CONSEGNA: Ricopia dal brano sulla workation tutto il testo che va da "Ebbene, la possibilità" fino a "ancora di più.".

BRANO:
——————
Sperimentato durante l’emergenza Covid, il lavoro a distanza ora si sposa con il turismo prolungato. Ci guadagnano benessere e produttività.
Roma – I giovani “rapiti” dalla workation. A tutti piacerebbe lavorare stando in vacanza. Riuscire a conciliare i due aspetti, quello ludico e della scoperta di nuovi luoghi e quello del lavoro che piace, è un desiderio che occupa il primo posto tra le aspettative dei giovani. Questa tendenza è stata definita “workation”. Ovvero, una vacanza più lunga di quella di un turista medio, utilizzata per lavorare da remoto. Il termine è la crasi di work (lavoro) e vacation (vacanza). Per i luoghi in cui si resta anche dopo la vacanza, l’impatto economico è notevole. Mentre per i vacanzieri/lavoratori operare in un ambiente interessante e distensivo produce una crescita del livello di produttività e benessere individuale. Galeotta è stata la pandemia, quando nel periodo di isolamento per le note vicende del Covid-19, il lavoro a distanza (smart working) è diventato una consuetudine per molte aziende, i cui dipendenti, ancora oggi lavorano alcuni giorni da casa e altri in presenza.
Sicuramente l’aspetto stuzzicante, soprattutto per chi lavora come “freelance” è quello di poter lavorare non solo da casa, ma da qualsiasi parte del mondo. Inoltre, moltissimi locali e strutture ricettive si sono attrezzati per creare spazi di “co-working”, proprio per offrire ai propri clienti dei luoghi per lavorare tra un momento di svago e l’altro. Coloro che sono entusiasti di questa tendenza, esaltano il prolungamento delle vacanze restando, comunque, produttivi quando si deve, dedicando il tempo che si ritiene più opportuno e in qualsiasi luogo, montagna o mare che sia. La multinazionale statunitense, Dell Technologies, tra le più importanti aziende di personal computer e di sistemi informatici e Savanta ComRes, società londinese di ricerche di mercato, hanno effettuato uno studio su un campione di giovani tra i 18 e 26 anni in 15 paesi del mondo.
Ebbene, la possibilità di poter lavorare da remoto e in maniera flessibile è un’attrattiva dirimente per i giovani. Infatti, il 63% ha ritenuto che lo smart working sia una precondizione decisiva per la scelta del lavoro. Secondo l’Associazione Italiana Nomadi Digitali, un ente no profit del terzo settore che vuole contribuire attivamente a rendere l’Italia una destinazione attrattiva per chi viene dall’estero, nel mondo ci sono 35 milioni di persone che si definiscono “nomadi digitali”. In questo quadro, la workation trova terreno fertile per svilupparsi ancora di più.
——————
DATI FORNITI:
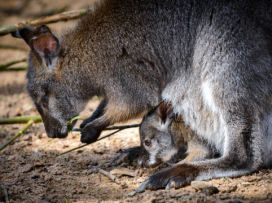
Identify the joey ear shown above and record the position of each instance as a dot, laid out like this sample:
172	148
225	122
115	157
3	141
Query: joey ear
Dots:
41	41
164	110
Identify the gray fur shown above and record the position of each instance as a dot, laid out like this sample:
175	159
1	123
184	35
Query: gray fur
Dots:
210	59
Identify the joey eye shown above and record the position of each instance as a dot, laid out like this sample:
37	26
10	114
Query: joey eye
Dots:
45	101
148	142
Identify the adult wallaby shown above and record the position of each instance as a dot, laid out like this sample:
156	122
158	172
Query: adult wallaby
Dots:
211	59
163	135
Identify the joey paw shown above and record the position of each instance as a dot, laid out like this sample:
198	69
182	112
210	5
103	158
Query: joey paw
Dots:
85	122
174	177
130	155
89	134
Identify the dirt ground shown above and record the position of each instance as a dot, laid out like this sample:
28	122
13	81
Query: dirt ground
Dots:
30	169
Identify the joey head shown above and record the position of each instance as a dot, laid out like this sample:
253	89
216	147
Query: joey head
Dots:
163	134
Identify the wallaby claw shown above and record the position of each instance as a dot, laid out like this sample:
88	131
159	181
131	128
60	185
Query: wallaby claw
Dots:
89	134
128	156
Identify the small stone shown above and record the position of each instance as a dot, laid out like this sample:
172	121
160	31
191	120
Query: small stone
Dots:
124	185
58	179
149	199
123	171
245	184
131	193
200	185
210	191
227	189
181	194
223	197
99	151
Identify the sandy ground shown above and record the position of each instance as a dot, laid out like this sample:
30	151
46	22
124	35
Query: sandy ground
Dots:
30	169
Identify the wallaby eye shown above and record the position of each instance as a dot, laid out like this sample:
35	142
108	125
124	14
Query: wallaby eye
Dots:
147	142
45	101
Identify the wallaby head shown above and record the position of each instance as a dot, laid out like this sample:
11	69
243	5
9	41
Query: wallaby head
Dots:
160	138
46	86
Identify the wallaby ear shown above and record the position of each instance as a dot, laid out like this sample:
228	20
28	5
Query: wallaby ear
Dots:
164	110
41	41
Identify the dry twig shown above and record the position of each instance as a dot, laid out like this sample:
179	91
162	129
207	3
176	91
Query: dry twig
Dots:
114	127
16	120
4	66
44	20
5	192
88	144
110	176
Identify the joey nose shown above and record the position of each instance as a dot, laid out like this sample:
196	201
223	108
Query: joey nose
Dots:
62	135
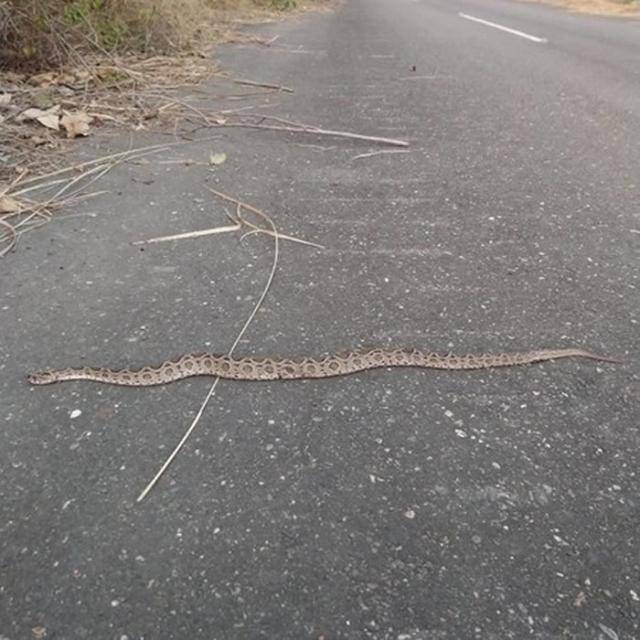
——————
RISULTATO ATTESO:
Ebbene, la possibilità di poter lavorare da remoto e in maniera flessibile è un’attrattiva dirimente per i giovani. Infatti, il 63% ha ritenuto che lo smart working sia una precondizione decisiva per la scelta del lavoro. Secondo l’Associazione Italiana Nomadi Digitali, un ente no profit del terzo settore che vuole contribuire attivamente a rendere l’Italia una destinazione attrattiva per chi viene dall’estero, nel mondo ci sono 35 milioni di persone che si definiscono “nomadi digitali”. In questo quadro, la workation trova terreno fertile per svilupparsi ancora di più.